*Complete the following:*
(a) From the fumarole monitoring text, copy word for word the passage starting at "During the 2022" and ending at "works as expected.".
(b) According to the fumarole monitoring text, below what temperature do fumarole temperatures typically not drop at night?

During the 2022 maintenance, the solar panel appeared slightly corroded. This may be a result of aggressive exhalations coming from the nearby fumarole. However, due to the overcapacity of the panel, there is no concern about the power status in the short run, and the battery voltage remains excellent (Figure 5d). The germanium window of the enclosure did not show any signs of precipitates. The inside of the housing was clean and no corrosion was visible, suggesting that the airtight seal made of putty works as expected.

3.3. Comparison with Other Sources

Figure 6 illustrates the data acquired by the camera at the “Ololbutot” lava field. Figure 6a shows an example of a recorded thermal infrared image, while Figure 6b shows a corresponding image of the time-lapse camera. This geothermal surface manifestation is characterized by a fumarole that vents hot gases and steam through multiple cracks in the ground surface, which can be seen in Figure 6b. The red box in the thermal infrared image in Figure 6a reveals in bright tones that the soil surrounding these cracks is relatively warm. The area in the background, indicated by the blue box, is not part of the lava field and appears cooler with darker tones in the thermal image. The soil with patches of vegetation, indicated by the green box to the right of the fumarole and in the foreground, is cooler than the fumarole itself.
Figure 6c shows a month of temperature readings, sampled from the ground with cracks (red box), the direct surroundings of the fumarole (green box), and the distant background outside of the lava field (blue box). This figure shows that the temperature in the fumarole is relatively high and that the temperature of the background is relatively low. Fumarole temperatures also do not typically drop below 30 °C at night. The direct surroundings of the fumarole (green box) reach the high temperatures of the fumarole during the day but come close to the background temperature at night.

*Provided data:*
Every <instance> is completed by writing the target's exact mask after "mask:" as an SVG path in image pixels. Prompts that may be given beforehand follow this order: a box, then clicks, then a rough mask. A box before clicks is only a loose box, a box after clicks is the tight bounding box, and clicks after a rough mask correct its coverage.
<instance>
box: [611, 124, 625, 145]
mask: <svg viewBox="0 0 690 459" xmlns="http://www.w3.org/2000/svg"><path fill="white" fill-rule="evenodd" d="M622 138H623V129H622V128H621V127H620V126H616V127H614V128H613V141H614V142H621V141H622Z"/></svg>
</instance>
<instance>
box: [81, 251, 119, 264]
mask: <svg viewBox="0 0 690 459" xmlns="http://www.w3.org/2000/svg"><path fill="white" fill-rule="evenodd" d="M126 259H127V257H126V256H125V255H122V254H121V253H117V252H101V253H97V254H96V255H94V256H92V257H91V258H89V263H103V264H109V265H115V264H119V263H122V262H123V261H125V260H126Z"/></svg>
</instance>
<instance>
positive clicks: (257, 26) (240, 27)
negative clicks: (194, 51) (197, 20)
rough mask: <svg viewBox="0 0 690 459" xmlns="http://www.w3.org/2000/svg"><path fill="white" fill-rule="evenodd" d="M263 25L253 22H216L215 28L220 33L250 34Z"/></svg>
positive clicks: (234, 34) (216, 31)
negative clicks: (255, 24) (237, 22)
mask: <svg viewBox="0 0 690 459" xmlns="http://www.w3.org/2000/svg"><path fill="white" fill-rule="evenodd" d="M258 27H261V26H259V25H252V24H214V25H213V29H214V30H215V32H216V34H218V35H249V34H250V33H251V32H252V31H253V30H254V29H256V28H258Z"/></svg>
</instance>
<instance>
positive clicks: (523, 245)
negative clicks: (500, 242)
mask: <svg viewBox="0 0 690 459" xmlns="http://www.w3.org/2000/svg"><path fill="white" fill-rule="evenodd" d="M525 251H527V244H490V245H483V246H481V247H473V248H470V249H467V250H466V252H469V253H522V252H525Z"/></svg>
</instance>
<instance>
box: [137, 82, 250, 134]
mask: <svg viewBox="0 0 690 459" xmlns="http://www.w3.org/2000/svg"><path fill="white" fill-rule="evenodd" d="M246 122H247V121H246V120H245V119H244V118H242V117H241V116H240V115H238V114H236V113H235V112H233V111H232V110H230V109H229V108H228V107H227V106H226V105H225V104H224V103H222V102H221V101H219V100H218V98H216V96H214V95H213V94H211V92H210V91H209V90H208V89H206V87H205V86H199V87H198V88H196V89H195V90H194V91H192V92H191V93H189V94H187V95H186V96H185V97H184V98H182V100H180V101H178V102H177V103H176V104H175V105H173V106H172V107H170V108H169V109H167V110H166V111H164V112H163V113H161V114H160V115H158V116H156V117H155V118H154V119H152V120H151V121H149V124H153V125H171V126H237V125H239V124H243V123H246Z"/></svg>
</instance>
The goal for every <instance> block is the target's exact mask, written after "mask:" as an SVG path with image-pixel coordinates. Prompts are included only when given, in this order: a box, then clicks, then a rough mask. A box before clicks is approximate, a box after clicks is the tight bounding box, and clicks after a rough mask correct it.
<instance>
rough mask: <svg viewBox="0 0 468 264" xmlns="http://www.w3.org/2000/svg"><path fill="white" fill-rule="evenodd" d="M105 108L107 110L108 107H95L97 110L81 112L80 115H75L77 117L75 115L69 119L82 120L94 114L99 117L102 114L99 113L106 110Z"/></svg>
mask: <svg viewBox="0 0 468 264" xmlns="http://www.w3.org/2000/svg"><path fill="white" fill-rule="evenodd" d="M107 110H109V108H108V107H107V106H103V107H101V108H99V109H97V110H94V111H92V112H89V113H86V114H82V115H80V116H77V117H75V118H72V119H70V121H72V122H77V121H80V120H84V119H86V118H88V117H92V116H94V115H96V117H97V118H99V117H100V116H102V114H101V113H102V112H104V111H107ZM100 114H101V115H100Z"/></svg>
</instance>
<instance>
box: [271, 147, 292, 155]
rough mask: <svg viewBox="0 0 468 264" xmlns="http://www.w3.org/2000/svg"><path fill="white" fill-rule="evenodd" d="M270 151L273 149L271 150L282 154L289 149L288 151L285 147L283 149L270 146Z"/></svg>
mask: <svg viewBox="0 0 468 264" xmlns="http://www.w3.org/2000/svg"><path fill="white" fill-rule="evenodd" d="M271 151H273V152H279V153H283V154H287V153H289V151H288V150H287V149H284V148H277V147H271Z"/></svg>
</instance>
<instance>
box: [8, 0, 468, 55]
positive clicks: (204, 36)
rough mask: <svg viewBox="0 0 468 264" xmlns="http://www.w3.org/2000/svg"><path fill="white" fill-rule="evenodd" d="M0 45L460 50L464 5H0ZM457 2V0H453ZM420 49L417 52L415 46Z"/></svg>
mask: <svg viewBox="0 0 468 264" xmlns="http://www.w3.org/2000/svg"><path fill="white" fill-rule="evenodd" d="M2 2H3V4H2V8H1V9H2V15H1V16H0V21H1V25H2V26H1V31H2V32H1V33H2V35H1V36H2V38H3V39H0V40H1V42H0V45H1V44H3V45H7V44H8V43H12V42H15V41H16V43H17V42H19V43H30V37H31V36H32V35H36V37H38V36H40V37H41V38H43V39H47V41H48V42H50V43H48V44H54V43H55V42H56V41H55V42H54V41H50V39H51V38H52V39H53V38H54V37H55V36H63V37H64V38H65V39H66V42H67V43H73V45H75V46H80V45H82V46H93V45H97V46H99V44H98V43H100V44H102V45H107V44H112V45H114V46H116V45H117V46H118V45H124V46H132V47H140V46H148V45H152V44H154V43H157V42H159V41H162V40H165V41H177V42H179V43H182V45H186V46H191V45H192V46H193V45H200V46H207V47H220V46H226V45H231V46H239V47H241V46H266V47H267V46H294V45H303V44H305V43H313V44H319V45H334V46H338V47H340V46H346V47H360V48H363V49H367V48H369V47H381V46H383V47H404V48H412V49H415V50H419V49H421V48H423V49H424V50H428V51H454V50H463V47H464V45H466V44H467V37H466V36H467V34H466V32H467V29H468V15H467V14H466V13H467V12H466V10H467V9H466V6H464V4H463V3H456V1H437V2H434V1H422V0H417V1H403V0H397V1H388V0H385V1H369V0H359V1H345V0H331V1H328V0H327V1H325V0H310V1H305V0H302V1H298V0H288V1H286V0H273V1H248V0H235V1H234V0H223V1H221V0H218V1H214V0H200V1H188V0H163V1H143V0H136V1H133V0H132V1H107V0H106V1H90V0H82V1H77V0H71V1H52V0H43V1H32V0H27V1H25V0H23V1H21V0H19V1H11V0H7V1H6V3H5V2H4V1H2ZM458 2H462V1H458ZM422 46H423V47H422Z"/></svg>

*Completed exercise:*
(a)
During the 2022 maintenance, the solar panel appeared slightly corroded. This may be a result of aggressive exhalations coming from the nearby fumarole. However, due to the overcapacity of the panel, there is no concern about the power status in the short run, and the battery voltage remains excellent (Figure 5d). The germanium window of the enclosure did not show any signs of precipitates. The inside of the housing was clean and no corrosion was visible, suggesting that the airtight seal made of putty works as expected.

(b) 30 °C